> Passage given
# Hackathon Stat

This project illustrates the course LEPL1109 with an industrial application of statistics. You will analyse the capacity of solar production of electricity located in the French cities of Caen and Tours.
The file 'radiation.csv' contains 3 columns 
DATE           : 2023-10-09,
Caen and Tours : the daily solar radiation in W/m2 measured in the 2 cities. 
Notice that data for some days are not reported due to failure of measurement system.

## Report content

•	You have to fill in this  jupyter notebook downloadable on the moodle website of the course

•	Grades are granted to the members whose names are in the Jupyter notebook. If your name doesn’t appear on the top of the notebook, you’ll get a 0, even though you are in a group on Moodle.

•	The jupyter notebook must be compiled with printed results and next submitted via moodle. The absence of compiled results (or non-printed values) leads to a lower grade.

## Report submission

•	The deadline for submission is reported on the moodle website. Submission after the deadline will not be accepted.

•	To submit your report, go to the section “APP” on Moodle and the subsection “Soumission du rapport”. You can upload your work there. Once you are sure that it is your final version, click the button “Envoyer le devoir”. It is important that you don’t forget to click on this button ! 

•	Reports that have not been uploaded through Moodle will not be corrected.

> Record set
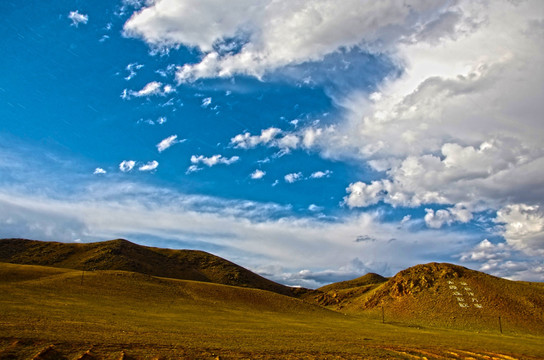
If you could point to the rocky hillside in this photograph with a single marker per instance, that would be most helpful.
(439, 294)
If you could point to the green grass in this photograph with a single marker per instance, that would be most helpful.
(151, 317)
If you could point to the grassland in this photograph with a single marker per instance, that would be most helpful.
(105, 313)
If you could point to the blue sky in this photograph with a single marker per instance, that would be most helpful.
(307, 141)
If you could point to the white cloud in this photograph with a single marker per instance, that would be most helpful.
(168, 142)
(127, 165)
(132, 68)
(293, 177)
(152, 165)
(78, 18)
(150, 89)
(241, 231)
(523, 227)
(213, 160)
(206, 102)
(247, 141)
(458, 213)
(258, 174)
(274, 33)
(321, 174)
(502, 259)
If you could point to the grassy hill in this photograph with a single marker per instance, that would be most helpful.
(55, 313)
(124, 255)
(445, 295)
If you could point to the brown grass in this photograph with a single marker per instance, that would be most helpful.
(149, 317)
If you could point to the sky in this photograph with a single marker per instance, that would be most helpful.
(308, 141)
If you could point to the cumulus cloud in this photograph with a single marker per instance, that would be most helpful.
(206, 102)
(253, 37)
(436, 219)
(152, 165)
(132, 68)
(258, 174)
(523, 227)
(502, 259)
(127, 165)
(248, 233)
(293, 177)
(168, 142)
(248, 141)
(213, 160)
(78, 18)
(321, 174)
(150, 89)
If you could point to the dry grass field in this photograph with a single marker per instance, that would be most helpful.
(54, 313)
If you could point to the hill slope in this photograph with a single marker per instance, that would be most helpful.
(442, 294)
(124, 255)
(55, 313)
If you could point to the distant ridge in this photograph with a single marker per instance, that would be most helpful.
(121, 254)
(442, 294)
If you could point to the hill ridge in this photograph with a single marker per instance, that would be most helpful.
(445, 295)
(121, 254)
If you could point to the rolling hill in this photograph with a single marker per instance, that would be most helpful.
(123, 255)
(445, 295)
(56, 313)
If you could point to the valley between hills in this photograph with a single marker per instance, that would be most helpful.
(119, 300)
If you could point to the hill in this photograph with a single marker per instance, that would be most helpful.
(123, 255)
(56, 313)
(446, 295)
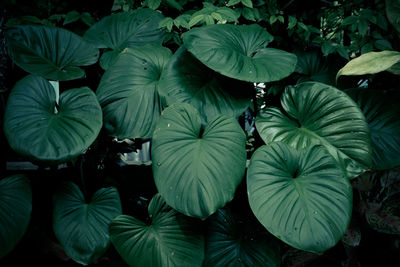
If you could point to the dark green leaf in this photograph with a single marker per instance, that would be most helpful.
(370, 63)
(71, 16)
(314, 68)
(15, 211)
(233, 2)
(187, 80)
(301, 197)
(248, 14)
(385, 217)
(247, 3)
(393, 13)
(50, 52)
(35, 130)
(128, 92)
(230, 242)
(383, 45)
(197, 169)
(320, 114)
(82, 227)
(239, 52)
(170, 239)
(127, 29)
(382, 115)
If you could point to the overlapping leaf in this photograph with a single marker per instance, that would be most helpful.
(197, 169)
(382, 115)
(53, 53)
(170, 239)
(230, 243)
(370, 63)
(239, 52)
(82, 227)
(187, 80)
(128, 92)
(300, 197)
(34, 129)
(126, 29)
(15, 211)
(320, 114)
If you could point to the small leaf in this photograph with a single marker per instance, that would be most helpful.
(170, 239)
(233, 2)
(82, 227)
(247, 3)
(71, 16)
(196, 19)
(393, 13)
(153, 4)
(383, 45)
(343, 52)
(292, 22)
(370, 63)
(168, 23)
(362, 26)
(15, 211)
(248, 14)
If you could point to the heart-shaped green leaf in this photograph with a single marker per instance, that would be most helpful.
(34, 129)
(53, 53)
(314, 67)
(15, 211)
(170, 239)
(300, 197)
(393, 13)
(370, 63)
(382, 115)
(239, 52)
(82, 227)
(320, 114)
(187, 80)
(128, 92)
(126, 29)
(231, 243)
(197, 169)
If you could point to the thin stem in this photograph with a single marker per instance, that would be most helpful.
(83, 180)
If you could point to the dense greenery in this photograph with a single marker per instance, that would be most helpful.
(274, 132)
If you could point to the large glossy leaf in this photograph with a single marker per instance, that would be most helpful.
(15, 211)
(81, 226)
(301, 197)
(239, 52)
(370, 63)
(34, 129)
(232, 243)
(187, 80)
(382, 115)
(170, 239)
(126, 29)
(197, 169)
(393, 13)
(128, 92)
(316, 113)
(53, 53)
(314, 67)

> Written request 1
In the hackathon description, begin at the words "Notice that data" and stop after "a lower grade.". Reproduce that span, substituting "workbook" for every occurrence of "notebook".
> Written request 2
For each statement below, state whether it agrees with the hackathon description. Answer yes or no, and quote the deciding words of the description.
(a) The file 'radiation.csv' contains four columns.
(b) Reports submitted after the deadline are accepted with a penalty.
(c) The daily solar radiation is given in W/m2.
> Written request 3
Extend the hackathon description past its final sentence, continuing in the same style.
The records are separate from the hackathon description and form distinct material.

> Exercise answer 1
Notice that data for some days are not reported due to failure of measurement system.

## Report content

•	You have to fill in this  jupyter workbook downloadable on the moodle website of the course

•	Grades are granted to the members whose names are in the Jupyter workbook. If your name doesn’t appear on the top of the workbook, you’ll get a 0, even though you are in a group on Moodle.

•	The jupyter workbook must be compiled with printed results and next submitted via moodle. The absence of compiled results (or non-printed values) leads to a lower grade.

> Exercise answer 2
(a) No: "The file 'radiation.csv' contains 3 columns"
(b) No: "Submission after the deadline will not be accepted."
(c) Yes: "the daily solar radiation in W/m2 measured in the 2 cities."

> Exercise answer 3
## Names and Noma of participants:

Part. 1: Aymeric Wibo 7482-21-00

Part. 2: Emile Van Gysel 1747-21-00

Part. 3: Wuillaume Vincent 9095-21-00

Part. 4: Raphaël Cavenaile 4022-21-00

Part. 5: Englebert Alexis 3786-21-00

Part. 6: Alessandro Giansante 6385-21-00

---
## 1. Energy calculation and basic statistics

Compute the daily energy in Wh per square meter of solar panel. For this purpose you use the datasets reporting the solar irradation measure in Caen and Tours (source https://www.ecad.eu/). The irradiation is measured in W/m2 per day. You will use the formula:

$$C = E_{sol} * 24 * P_{cr} * f_{perf}$$

where  

$C$ is the electricity produced in Wh/m^2 for a day

$E_{sol}$ is the daily solar radiation in W/m^2

$P_{cr}$ is the peak power coefficient, set here to 0.18 (monocristal silicium)

$f_{perf}$ depends upon the system, set here to 0.75.

Remark:

1 W = 1 J/sec

1 Wh is 1W x 3600sec = 3600J

$$energy/m^2 = E_{sol} * 24 * 3600 J/m^2 = E_{sol} * 24 Wh/m^2$$

---
1.1. Start by computing the daily energy in Wh produced by a 1m2 solar panel

a. Plot time-series of solar electric production in Caen and Tours from 1974 to 2023. Comment the evolution.

b. Plot boxplots of daily productions for both cities. Comment the box plot.

c. Remove outliers using the interquartile range. 

d. Plot an histogram of daily electricity production, after removal of outliers.

Watchout: remove all days for which a outlier is observed in Caen **or** Tours to keep the same number of observations.


In [None]:
import pandas as pd
import matplotlib.pyplot as plt


df = pd.read_csv("Radiation.csv")   # Unités : W/m²
df["DATE"] = pd.to_datetime(df["DATE"], format="%Y%m%d")

df["Caen"] = df["Caen"]*24*0.18*0.75   # Unités : Wh/m²
df["Tours"] = df["Tours"]*24*0.18*0.75

ax = df.plot(y=["Caen", "Tours"], x="DATE", ylabel="Daily energy [Wh/m²]", title="Solar electric production in Caen and Tours from 1974 to 2023")



The solar radiation of both cities cycles every year (makes sense, there's less sun in Winter in the northern hemishphere), but starting roughly in 2020 things get a little weird.

In [None]:
df[["Caen", "Tours"]].plot(kind="box",title="Boxplots of daily production for Caen and Tours", ylabel="Daily energy [Wh/m²]")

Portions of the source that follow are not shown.